Input data Start Marker

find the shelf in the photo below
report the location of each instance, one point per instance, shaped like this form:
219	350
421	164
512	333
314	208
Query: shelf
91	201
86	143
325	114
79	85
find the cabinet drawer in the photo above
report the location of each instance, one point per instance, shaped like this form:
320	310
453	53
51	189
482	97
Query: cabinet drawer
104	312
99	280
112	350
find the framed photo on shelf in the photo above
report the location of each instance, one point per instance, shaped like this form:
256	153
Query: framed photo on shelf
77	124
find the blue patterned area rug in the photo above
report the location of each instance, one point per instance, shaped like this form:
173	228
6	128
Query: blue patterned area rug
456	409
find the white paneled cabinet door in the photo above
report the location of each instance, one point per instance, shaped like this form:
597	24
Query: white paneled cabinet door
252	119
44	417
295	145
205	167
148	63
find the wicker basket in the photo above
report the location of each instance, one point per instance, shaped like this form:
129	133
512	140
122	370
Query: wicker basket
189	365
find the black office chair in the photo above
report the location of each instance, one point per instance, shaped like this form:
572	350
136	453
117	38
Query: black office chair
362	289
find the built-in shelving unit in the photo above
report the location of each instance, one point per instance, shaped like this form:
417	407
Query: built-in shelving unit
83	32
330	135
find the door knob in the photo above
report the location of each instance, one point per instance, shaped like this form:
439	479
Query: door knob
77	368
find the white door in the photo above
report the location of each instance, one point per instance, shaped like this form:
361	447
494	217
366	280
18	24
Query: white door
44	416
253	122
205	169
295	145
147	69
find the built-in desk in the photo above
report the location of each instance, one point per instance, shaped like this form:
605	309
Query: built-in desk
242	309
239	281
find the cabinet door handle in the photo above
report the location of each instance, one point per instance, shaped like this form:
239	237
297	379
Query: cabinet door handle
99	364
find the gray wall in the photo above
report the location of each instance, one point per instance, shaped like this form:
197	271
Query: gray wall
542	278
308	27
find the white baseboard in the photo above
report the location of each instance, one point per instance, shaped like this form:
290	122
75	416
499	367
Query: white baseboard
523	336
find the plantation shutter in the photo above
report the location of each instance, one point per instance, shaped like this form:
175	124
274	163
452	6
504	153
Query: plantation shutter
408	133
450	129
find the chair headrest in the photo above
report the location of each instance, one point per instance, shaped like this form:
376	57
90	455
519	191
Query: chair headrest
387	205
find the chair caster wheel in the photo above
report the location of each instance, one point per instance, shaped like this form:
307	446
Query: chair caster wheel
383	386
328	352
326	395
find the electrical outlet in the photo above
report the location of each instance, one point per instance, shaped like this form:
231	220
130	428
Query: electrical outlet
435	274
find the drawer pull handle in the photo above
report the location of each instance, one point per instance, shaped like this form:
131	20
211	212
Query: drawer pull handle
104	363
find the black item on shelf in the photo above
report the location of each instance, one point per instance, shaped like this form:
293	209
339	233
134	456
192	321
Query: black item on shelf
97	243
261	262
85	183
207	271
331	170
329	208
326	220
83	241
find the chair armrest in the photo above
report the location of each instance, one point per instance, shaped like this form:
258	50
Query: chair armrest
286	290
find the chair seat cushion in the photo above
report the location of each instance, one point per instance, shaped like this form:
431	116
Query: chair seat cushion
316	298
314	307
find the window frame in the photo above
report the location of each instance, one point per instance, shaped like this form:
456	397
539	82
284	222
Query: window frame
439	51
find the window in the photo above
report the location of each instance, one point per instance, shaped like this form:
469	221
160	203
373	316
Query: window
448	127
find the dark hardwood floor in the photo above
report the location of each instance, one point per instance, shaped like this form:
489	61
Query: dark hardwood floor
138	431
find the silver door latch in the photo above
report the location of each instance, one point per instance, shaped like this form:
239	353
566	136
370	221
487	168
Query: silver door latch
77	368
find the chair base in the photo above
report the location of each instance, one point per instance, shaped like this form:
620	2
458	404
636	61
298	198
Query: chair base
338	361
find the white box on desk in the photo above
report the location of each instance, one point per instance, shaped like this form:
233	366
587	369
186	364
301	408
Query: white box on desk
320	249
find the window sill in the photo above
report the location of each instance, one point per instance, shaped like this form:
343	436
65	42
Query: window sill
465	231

Input data End Marker

# Activity
Without changing a single word, reproduce the entries above.

# Output
find the shelf in the photo below
report the location of each instance, one point per instance, shaped like this form:
219	350
421	164
512	333
314	208
Query: shelf
91	201
86	143
325	114
79	85
find the cabinet drawer in the photo above
report the location of each instance, one point per instance, shaped like this form:
320	310
453	53
51	189
482	97
Query: cabinet drawer
104	312
99	280
112	350
find the framed photo on shelf in the photo above
report the location of each instance, one point per instance, shaped like this form:
256	153
Query: framed photo on shelf
77	124
find the blue patterned area rug in the photo above
report the location of each instance, one point per instance, shaped like this form:
173	228
6	128
Query: blue patterned area rug
456	409
find the white paneled cabinet door in the photo above
report the location of each instance, one point per instance, shaped like this form:
597	24
Query: white paneled cabinet door
252	119
44	417
295	145
205	167
148	63
find the wicker basket in the photo above
report the location of each instance, one point per instance, shaped like this form:
129	133
512	140
122	370
Query: wicker basket
189	365
find the black office chair in the photo above
report the location of each instance, one point per instance, shaped like this form:
572	350
136	453
117	38
Query: black office chair
362	289
find the built-in shelving unit in the photo above
report the location of each instance, one point per instance, shaped like this form:
417	407
Query: built-in shelving unit
83	32
330	135
find the door knob in the photo above
report the location of each instance, one point per instance, shaped like this form:
439	479
Query: door knob
77	368
find the white door in the photo above
report the location of each instance, one point per instance, shaped like this form:
361	447
494	217
366	280
18	24
Query: white door
44	416
253	122
205	169
295	145
147	69
find the built-in desk in the photo above
report the location of each instance, one point per instance, shaped like this form:
605	309
Query: built-in desk
242	309
239	281
find the cabinet door handle in the photo above
report the location of each instance, one point per instance, shaped like this form:
239	237
297	379
Query: cabinet door handle
99	364
find the gray wall in the photo above
report the location of each instance, one point per instance, shaped like this form:
197	271
Query: gray wall
542	278
308	27
find the white baseboard in the photo above
report the location of each instance, one point per instance, shaped like this form:
290	122
75	416
499	367
Query: white baseboard
523	336
find the plantation shutter in the photo above
report the location of each instance, one point per instance, shaped like this form:
175	124
274	163
452	6
504	153
Query: plantation shutter
408	133
450	129
find the chair headrest in the photo above
report the location of each instance, one point per instance, shaped like this form:
376	57
90	455
519	191
Query: chair headrest
387	205
find the chair caster wheel in the photo above
report the location of each instance, one point per instance, shaped like this form:
307	446
Query: chair caster wheel
383	386
328	352
326	395
find the electrical outlet in the photo above
report the location of each instance, one point per instance, shaped like this form:
231	220
130	428
Query: electrical outlet
435	274
find the drawer pull handle in the photo above
report the location of each instance, one point per instance, shaped like this form:
131	20
211	212
Query: drawer pull handle
104	363
find the black item on shelf in the photo above
report the location of each instance, one point per instance, shaped like this form:
293	209
339	233
134	456
192	321
Query: black item on shelf
97	243
261	262
85	183
207	271
331	170
329	208
326	220
83	241
find the chair armrest in the photo above
report the location of each instance, one point per instance, shaped like this form:
258	50
Query: chair armrest
286	290
find the chair seat cushion in the photo above
report the location of each instance, one point per instance, shaped like this form:
431	116
Query: chair seat cushion
316	298
314	307
find the window frame in the photo above
report the location of each instance, one point per instance, shaped like this form:
456	397
539	82
284	222
Query: window frame
439	51
find the window in the photo above
report the location of each instance, one point per instance, shaped like this form:
469	221
160	203
373	316
Query: window
448	127
find the dark hardwood floor in the photo above
report the location of each instance, one point per instance, shaped like this form:
489	61
Query: dark hardwood floor
138	431
find the silver door latch in the photo above
report the location of each instance, one point per instance, shaped like this form:
239	353
566	136
370	221
487	168
Query: silver door latch
77	368
find the chair base in the photo above
report the location of each instance, one point per instance, shaped like this form:
620	2
458	404
636	61
298	198
Query: chair base
338	361
find the white box on desk in the photo above
report the location of each instance, one point per instance, shaped like this form:
233	366
587	369
186	364
301	408
Query: white box on desk
320	249
find the window sill in the photo above
report the location of each instance, one point per instance, shaped like this form:
343	436
65	42
Query: window sill
465	231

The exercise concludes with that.